# CUPLIKAN TEKS
Jakarta, Kabar burung seputar imunisasi banyak
berseliweran, tapi rata-rata masyarakat mempercayai begitu saja kabar
tersebut tanpa mencari tahu kebenarannya. Apa saja mitos-mitos seputar
imunisasi tersebut?
Imunisasi sangat penting
sebagai pencegahan terhadap penyakit yang belum ada obatnya, penyakit
mematikan atau dapat menimbulkan kecacatan serta melibatkan orang
banyak. Selain itu imunisasi juga berguna untuk melindungi anak,
menurunkan kejadian penyakit menular di masyarakat serta menjaga
keluarga dan anak-anak tetap sehat.
Kadang-kadang akibat mitos yang beredar di masyarakat banyak orangtua
yang tidak memberikan anaknya imunisasi, karena takut anaknya terkena
autis atau sakit setelah melakukan suatu imunisasi.
Berikut beberapa mitos seputar imunisasi:
1. Vaksin MMR (measles, mumps dan rubella) bisa menyebabkan anak autis.
“Tidak ada hubungan antara vaksin MMR dengan perkembangan autis, ini
sudah dibuktikan melalui penelitian ilmiah,” ujar Dr. Jeffry Senduk, SpA
dalam acara seminar mengenai imunisasi pada anak di Siloam Hospital
Kebon Jeruk, Jakarta.
Dr. Jeffry menambahkan biasanya gejala autis pertama kali terlihat
saat bayi berusia 12 sampai 18 bulan, dimana hampir bersamaan dengan
diberikannya vaksin MMR. Kebanyakan autis disebabkan oleh factor
genetic, jadi jangan takut untuk memberikan vaksin MMR pada anak.
2. Terlalu banyak vaksin akan membebani sistem imun.
Mitos ini tidak benar, karena meskipun jumlah suntikan vaksin
meningkat tapi jumlah antigen telah menurun. Selain itu sistem imun
manusia memberikan respons terhadap ratusan antigen dalam kehidupan
setiap hari.
“Berbagai penelitian tidak memperlihatkan meningkatnya penyakit
infeksi setelah adanya imunisasi,” ujar dokter yang berpraktik di Siloam
Hospital Kebun Jeruk ini.
3. Tidak boleh memberikan ASI sesudah vaksin polio.
Dr. Jeffry mengatakan anak yang diberikan vaksin polio boleh langsung
diberikan ASI. Jika anak muntah sesudah imunisasi polio, maka imunisasi
bisa diberikan kembali setelah 10 menit dengan dosis yang sama.
4. Anak sakit flu tidak boleh diimunisasi.
Jika anak hanya sakit flu yang ringan maka boleh saja dilakukan
imunisasi, asalkan anak tidak demam dan tidak rewel. Jika bayi sangat
rewel maka tunda melakukan imunisasi 1 hingga 2 minggu.
5. Lebih baik memberi natural infeksi dibanding dengan vaksinasi.

# DATA TERSEDIA
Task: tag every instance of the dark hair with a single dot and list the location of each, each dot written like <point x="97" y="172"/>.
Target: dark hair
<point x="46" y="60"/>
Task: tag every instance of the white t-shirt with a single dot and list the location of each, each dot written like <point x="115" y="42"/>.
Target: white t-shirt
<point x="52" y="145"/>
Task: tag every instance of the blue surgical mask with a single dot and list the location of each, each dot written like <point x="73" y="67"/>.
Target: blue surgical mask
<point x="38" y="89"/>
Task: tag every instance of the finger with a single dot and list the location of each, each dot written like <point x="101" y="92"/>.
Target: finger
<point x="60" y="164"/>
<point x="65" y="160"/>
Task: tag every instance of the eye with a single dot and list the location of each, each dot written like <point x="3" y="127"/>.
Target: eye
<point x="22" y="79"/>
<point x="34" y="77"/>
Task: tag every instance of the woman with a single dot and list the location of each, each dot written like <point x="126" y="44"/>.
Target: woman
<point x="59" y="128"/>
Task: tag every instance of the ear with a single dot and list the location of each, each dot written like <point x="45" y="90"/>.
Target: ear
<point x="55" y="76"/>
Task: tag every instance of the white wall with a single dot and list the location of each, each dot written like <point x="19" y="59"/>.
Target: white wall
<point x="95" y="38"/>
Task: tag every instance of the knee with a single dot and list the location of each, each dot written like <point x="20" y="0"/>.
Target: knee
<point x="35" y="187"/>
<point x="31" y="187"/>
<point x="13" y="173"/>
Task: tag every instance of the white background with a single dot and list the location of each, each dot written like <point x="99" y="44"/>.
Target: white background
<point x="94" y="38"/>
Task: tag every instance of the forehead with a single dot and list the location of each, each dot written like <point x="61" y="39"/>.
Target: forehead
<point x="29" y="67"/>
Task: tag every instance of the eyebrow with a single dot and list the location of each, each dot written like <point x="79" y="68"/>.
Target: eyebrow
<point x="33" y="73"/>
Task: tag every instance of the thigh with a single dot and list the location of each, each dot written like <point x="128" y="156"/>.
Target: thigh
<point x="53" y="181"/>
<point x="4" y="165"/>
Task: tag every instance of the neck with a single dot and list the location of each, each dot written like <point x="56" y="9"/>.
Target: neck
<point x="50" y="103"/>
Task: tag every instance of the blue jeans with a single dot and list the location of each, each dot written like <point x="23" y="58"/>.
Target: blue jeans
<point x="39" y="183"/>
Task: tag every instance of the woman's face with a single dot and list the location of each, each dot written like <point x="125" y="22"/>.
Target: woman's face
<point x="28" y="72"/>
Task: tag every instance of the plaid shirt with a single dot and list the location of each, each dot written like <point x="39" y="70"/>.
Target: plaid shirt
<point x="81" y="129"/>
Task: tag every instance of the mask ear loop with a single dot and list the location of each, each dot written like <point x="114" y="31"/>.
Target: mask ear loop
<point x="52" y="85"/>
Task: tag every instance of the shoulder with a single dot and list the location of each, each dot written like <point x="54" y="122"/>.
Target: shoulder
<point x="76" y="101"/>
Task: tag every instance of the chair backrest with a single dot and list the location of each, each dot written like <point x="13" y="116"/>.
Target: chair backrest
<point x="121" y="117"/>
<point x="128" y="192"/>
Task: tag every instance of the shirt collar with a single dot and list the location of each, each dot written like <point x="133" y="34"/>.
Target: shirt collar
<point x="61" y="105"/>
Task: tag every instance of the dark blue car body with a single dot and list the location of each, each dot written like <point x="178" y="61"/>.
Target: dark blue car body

# TUJUAN TUGAS
Tolong lanjutkan teks tentang mitos seputar imunisasi, dimulai tepat setelah kalimat terakhirnya, yakni butir mitos kelima.

# RUANG JAWABAN
Mitos ini tidak benar. “Suatu penyakit bisa mengakibatkan kematian
serta kecacatan yang permanen, dan dengan melakukan vaksinasi dapat
memberikan perlindungan tanpa efek samping yang berat,” ujar Dr. Jeffry.
6. Sesudah imunisasi tidak akan tertular penyakit tersebut.
Tidak ada vaksinasi yang memberikan perlindungan terhadap suatu
penyakit secara 100 persen. Bayi atau anak yang telah melakukan
imunisasi masih ada kemungkinan yang sangat kecil untuk bisa tertular
penyakit tersebut, namun akan jauh lebih ringan dibandingkan dengan anak
yang tidak diimunisasi. Sehingga kemungkinan untuk bisa disembuhkan
jauh lebih besar.
7. Jika saat balita sudah diimunisasi lengkap, di sekolah tidak perlu imunisasi lagi.
Ada beberapa imunisasi yang harus diulang saat sekolah dasar yaitu
imunisasi campak dan DT saat kelas 1 dan imunisasi TT saat kelas 2, 3
dan 6. Karena banyak anak yang sudah divaksin waktu bayi ternyata pada
umur 5 sampai 7 tahun 28,3 persen terkena campak, pada umur lebih dari
10 tahun terkena difteria, serta untuk pemberantasan tetanus dibutuhkan 5
kali suntikan TT sejak bayi hingga dewasa sehingga kekebalan pada umur
dewasa bisa berlangsung hingga 20 tahun lagi.
Anda jangan langsung percaya terhadap semua kabar burung yang beredar
mengenai imunisasi, sebaiknya cari tahu penjelasannya melalui
situs-situs ilmiah di internet atau berkonsultasi dengan dokter anak
Anda.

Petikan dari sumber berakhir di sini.